begin TEXT
St. John's Lodge in Portsmouth, New Hampshire, United States, is the oldest Masonic lodge in New Hampshire and was one of two founding lodges of the Grand Lodge of New Hampshire. It was founded either in 1734 or in 1736 and claims to be the oldest continuously operating Masonic lodge in the Americas, a title also claimed by Solomon's Lodge in Savannah, Georgia, which was founded in 1734.

History
In 1735, six freemasons, who claimed to be of the "Holy and exquisite Lodge of St. John," applied to the Grand Master of the Society of Free and Accepted Masons in Boston to be authorized as a lodge. In their application, dated to both February 5, 1736 and June 25, 1735, they claimed that they had a constitution formed, and it was believed that the petition was granted soon after. According to the Grand Lodge of New Hampshire, "Robert Tomlinson, by virtue of a deputation from the Earl of Loundon, Grand Master of Masons in England, did. in the year 1736, erect and constitute a regular lodge of Free and Accepted Masons in Portsmouth, New Hampshire, by the name of St. John's Lodge." Although the exact date of when the lodge was established is unknown, it is certain that it existed since 1736.
end TEXT
begin DATASET ENTRIES
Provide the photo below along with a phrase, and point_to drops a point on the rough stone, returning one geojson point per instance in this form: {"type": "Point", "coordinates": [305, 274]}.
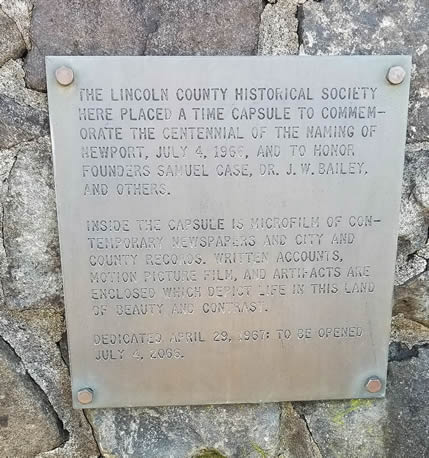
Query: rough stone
{"type": "Point", "coordinates": [198, 27]}
{"type": "Point", "coordinates": [12, 85]}
{"type": "Point", "coordinates": [30, 236]}
{"type": "Point", "coordinates": [23, 113]}
{"type": "Point", "coordinates": [412, 299]}
{"type": "Point", "coordinates": [278, 31]}
{"type": "Point", "coordinates": [408, 332]}
{"type": "Point", "coordinates": [295, 437]}
{"type": "Point", "coordinates": [384, 27]}
{"type": "Point", "coordinates": [392, 427]}
{"type": "Point", "coordinates": [20, 12]}
{"type": "Point", "coordinates": [233, 431]}
{"type": "Point", "coordinates": [414, 219]}
{"type": "Point", "coordinates": [28, 424]}
{"type": "Point", "coordinates": [42, 360]}
{"type": "Point", "coordinates": [153, 27]}
{"type": "Point", "coordinates": [12, 44]}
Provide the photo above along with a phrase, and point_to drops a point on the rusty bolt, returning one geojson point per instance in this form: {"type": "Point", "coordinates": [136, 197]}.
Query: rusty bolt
{"type": "Point", "coordinates": [396, 75]}
{"type": "Point", "coordinates": [373, 385]}
{"type": "Point", "coordinates": [64, 75]}
{"type": "Point", "coordinates": [85, 395]}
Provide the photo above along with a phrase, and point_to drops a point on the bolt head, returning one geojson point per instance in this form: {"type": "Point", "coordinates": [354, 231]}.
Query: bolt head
{"type": "Point", "coordinates": [373, 385]}
{"type": "Point", "coordinates": [85, 395]}
{"type": "Point", "coordinates": [396, 75]}
{"type": "Point", "coordinates": [64, 75]}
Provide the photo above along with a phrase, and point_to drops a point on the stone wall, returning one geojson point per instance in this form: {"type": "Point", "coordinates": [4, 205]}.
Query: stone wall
{"type": "Point", "coordinates": [36, 418]}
end DATASET ENTRIES
__GOALS__.
A. Reproduce the St. John's Lodge passage word for word, starting at "St. John's Lodge in" and ending at "founded in 1734.".
B. Write the next part of the St. John's Lodge passage, picking up after its final sentence.
The lines above are material apart from the St. John's Lodge passage.

__OUTPUTS FOR THE TASKS__.
A.
St. John's Lodge in Portsmouth, New Hampshire, United States, is the oldest Masonic lodge in New Hampshire and was one of two founding lodges of the Grand Lodge of New Hampshire. It was founded either in 1734 or in 1736 and claims to be the oldest continuously operating Masonic lodge in the Americas, a title also claimed by Solomon's Lodge in Savannah, Georgia, which was founded in 1734.

B.
They would be the only lodge in New Hampshire until March 20, 1762, when the Grand Lodge of St. John's allowed for Portsmouth to have a second lodge, St. Patrick's, which was not acted upon until March 30, 1763. When St. Patrick's Lodge discontinued in 1790, its remaining members merged with the St. John's Lodge.

In 1789, representatives of five lodges, including St John's, gathered at Portsmouth and resolved, "That there be a Grand Lodge established in the State of New Hampshire, upon principles consistent with and subordinate to the General Regulations and Ancient Constitutions of Free- masonry." Soon after, the Grand Lodge of New Hampshire was formed and was finalized on April 8, 1790. Until that time, St. John's was under the Massachusetts Grand Lodge and applied for a transfer to the New Hampshire lodge on April 28, 1790. During the meetings determining the foundation of the New Hampshire Grand Lodge, only a representative from St John's Lodge was present at each.

Community
St John’s Lodge regularly supports charities and community events such as Big Brothers Big Sisters of America, Boy Scouts, and Toys for Tots, along with several academic scholarships. The lodge also manages and sponsors the annual Out of Hibernation 5K road race which takes place every April in Portsmouth, on a Saturday. Proceeds from this road race are donated to various charities such as the Wounded Warrior Project and the Seacoast Family Food Pantry.

St. John's Lodge celebrated its 275th anniversary of continuous operation in 2011 with a parade through Downtown Portsmouth.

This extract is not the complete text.